## Exercise data
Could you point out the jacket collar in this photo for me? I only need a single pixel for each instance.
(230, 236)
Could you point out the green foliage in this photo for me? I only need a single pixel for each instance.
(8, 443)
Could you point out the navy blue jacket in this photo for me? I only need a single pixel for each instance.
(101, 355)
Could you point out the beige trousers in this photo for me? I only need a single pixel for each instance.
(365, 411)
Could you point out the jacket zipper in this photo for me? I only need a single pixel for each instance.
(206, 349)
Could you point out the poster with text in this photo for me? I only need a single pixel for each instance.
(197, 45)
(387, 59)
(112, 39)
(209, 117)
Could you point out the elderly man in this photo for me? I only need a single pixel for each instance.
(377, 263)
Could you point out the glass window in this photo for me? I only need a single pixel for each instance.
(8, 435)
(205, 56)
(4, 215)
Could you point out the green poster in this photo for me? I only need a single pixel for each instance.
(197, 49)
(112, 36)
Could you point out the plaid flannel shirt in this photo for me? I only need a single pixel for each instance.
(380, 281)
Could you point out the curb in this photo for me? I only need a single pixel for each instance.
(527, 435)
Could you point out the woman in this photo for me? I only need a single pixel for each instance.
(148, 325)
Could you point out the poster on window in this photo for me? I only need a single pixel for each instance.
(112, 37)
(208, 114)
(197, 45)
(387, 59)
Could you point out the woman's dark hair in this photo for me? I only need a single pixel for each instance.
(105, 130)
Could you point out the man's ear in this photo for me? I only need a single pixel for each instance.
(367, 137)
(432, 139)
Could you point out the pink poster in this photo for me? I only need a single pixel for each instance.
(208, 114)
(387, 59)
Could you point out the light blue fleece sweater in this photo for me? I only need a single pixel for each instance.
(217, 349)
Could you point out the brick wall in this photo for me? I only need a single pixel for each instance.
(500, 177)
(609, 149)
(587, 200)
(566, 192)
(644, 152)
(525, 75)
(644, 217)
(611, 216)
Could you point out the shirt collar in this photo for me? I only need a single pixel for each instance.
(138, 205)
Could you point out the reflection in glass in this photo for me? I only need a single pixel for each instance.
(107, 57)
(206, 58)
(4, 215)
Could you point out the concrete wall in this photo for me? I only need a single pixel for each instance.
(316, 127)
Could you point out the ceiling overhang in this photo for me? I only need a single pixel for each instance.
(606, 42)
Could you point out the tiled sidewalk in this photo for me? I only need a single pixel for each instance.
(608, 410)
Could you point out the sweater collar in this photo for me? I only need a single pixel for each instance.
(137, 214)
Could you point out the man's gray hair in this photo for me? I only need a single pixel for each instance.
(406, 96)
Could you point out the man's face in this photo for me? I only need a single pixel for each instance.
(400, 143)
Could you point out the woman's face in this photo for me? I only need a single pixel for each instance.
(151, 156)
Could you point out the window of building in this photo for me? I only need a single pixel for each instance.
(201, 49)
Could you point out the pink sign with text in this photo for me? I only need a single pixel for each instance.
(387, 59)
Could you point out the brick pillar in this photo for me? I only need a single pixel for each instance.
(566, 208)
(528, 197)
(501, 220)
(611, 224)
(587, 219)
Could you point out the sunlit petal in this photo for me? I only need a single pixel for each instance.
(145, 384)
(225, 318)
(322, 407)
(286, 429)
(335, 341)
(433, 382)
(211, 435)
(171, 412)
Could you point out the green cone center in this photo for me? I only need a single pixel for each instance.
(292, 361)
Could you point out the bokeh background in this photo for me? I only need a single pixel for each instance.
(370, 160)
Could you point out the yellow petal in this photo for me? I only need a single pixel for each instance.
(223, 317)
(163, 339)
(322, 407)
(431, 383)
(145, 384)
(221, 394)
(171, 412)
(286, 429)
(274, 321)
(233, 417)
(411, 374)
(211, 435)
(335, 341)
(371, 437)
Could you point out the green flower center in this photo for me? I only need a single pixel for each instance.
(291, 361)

## Task to carry out
The entire listing is to be retyped exactly.

## Response to this exercise
Could you point out the jacket collar in this photo for me? I only need a single pixel for each instance.
(230, 236)
Could you point out the green foliage in this photo for me? I only need a single pixel for each instance.
(8, 443)
Could you point out the navy blue jacket in this photo for me? I only need a single pixel for each instance.
(101, 355)
Could you point out the beige trousers in this photo for me? I only need a single pixel for each instance.
(365, 411)
Could you point out the jacket zipper in this photo for me? I only need a single pixel for each instance.
(206, 349)
Could you point out the poster with text in this photo for me? I only need a single pixel for each instance.
(197, 45)
(387, 59)
(112, 39)
(209, 117)
Could you point out the elderly man in this photo for me? I only need a single pixel for each instance.
(377, 263)
Could you point out the glass window in this photo for me? I only need a single pixel for each instance.
(8, 435)
(205, 56)
(4, 215)
Could you point out the green poster in this photo for me? I only need a single pixel for each instance.
(197, 49)
(112, 36)
Could you point out the plaid flannel shirt in this photo for me? I only need a single pixel for each instance.
(380, 281)
Could you point out the curb in this photo for me? I only need a single pixel for each instance.
(527, 435)
Could you point out the woman in this photo for me? I only need a single pixel for each instance.
(148, 325)
Could you point out the poster on window in this photo for me? I only need a single pixel for each instance.
(112, 37)
(208, 114)
(197, 45)
(387, 59)
Could you point out the woman's dark hair in this photo for me? I only need a single pixel for each instance.
(105, 130)
Could you point out the man's ear in this photo for me? I only need a single pixel for each instance.
(367, 137)
(432, 139)
Could you point out the pink poster in this photo for me? I only need a single pixel for each instance.
(208, 114)
(387, 59)
Could you point out the light blue fleece sweater in this photo for me? I only need a single pixel for each instance.
(217, 349)
Could you point out the brick wall in this photo for me? I only need a single pixel for each instance.
(500, 177)
(609, 149)
(587, 200)
(566, 192)
(644, 152)
(525, 75)
(644, 217)
(611, 216)
Could you point out the shirt collar in this photo for me? I only need a single pixel for each instance.
(138, 205)
Could you point out the reflection in glass in this photo for me? I only need a single pixel for each instance.
(107, 57)
(206, 58)
(4, 215)
Could you point out the concrete wall in this photo for me? I only need a single pixel for each instance.
(316, 127)
Could you point out the ceiling overhang in this photo for me? I only need a single pixel for each instance.
(606, 42)
Could you point out the tiled sidewalk in this photo for me? I only need a single pixel for each instance.
(608, 410)
Could you point out the sweater collar in this photo for me? I only need a single pixel for each instance.
(137, 214)
Could you point out the man's gray hair in this photo for me? I only need a single pixel for each instance.
(406, 96)
Could you point out the man's face in this photo for me? I only need a single pixel for each instance.
(400, 143)
Could you point out the woman's face in this photo for me? I only need a single pixel for each instance.
(151, 156)
Could you point out the window of building in this photo for me? I only need a single pixel for each instance.
(201, 49)
Could you point out the pink sign with text in this photo for me? I only need a single pixel for each instance.
(387, 59)
Could you point out the brick pillar in this photo for me? I only need a single pixel for each instance.
(566, 208)
(528, 197)
(501, 220)
(611, 224)
(587, 219)
Could you point out the sunlit petal in this photo for me? I only need a single pixel for each instance.
(145, 384)
(225, 318)
(322, 407)
(286, 429)
(335, 341)
(433, 382)
(211, 435)
(171, 412)
Could you point out the green cone center in this photo for me? I only need a single pixel for each instance.
(292, 361)
Could you point out the bokeh background in this photo for me? I only need a single pixel for each instance.
(370, 160)
Could you point out the yellow petal in this photo for me? I only need a single pixel for each instance.
(223, 317)
(163, 339)
(322, 407)
(431, 383)
(145, 384)
(221, 394)
(171, 412)
(286, 429)
(274, 321)
(233, 417)
(411, 374)
(211, 435)
(335, 341)
(371, 437)
Could you point out the green flower center in this photo for me? I only need a single pixel for each instance.
(291, 361)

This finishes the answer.